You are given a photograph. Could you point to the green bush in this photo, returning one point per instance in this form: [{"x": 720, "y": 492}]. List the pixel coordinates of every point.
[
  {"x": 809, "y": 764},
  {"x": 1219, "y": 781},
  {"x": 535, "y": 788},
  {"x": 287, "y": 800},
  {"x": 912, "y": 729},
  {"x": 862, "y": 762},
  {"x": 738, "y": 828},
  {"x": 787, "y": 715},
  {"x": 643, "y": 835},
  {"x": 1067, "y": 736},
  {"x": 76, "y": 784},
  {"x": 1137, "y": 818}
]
※ ※ ※
> **WHAT IS REQUIRED**
An exact reproduction of all the entries above is required.

> **THE ANSWER**
You are given a photograph. Could you point to the green bush in this photo, returning one point per instance in this form: [{"x": 720, "y": 492}]. List the pixel coordinates of every point.
[
  {"x": 809, "y": 764},
  {"x": 1219, "y": 781},
  {"x": 535, "y": 788},
  {"x": 287, "y": 800},
  {"x": 912, "y": 729},
  {"x": 862, "y": 762},
  {"x": 738, "y": 828},
  {"x": 787, "y": 715},
  {"x": 643, "y": 835},
  {"x": 1067, "y": 736},
  {"x": 76, "y": 784},
  {"x": 1137, "y": 818}
]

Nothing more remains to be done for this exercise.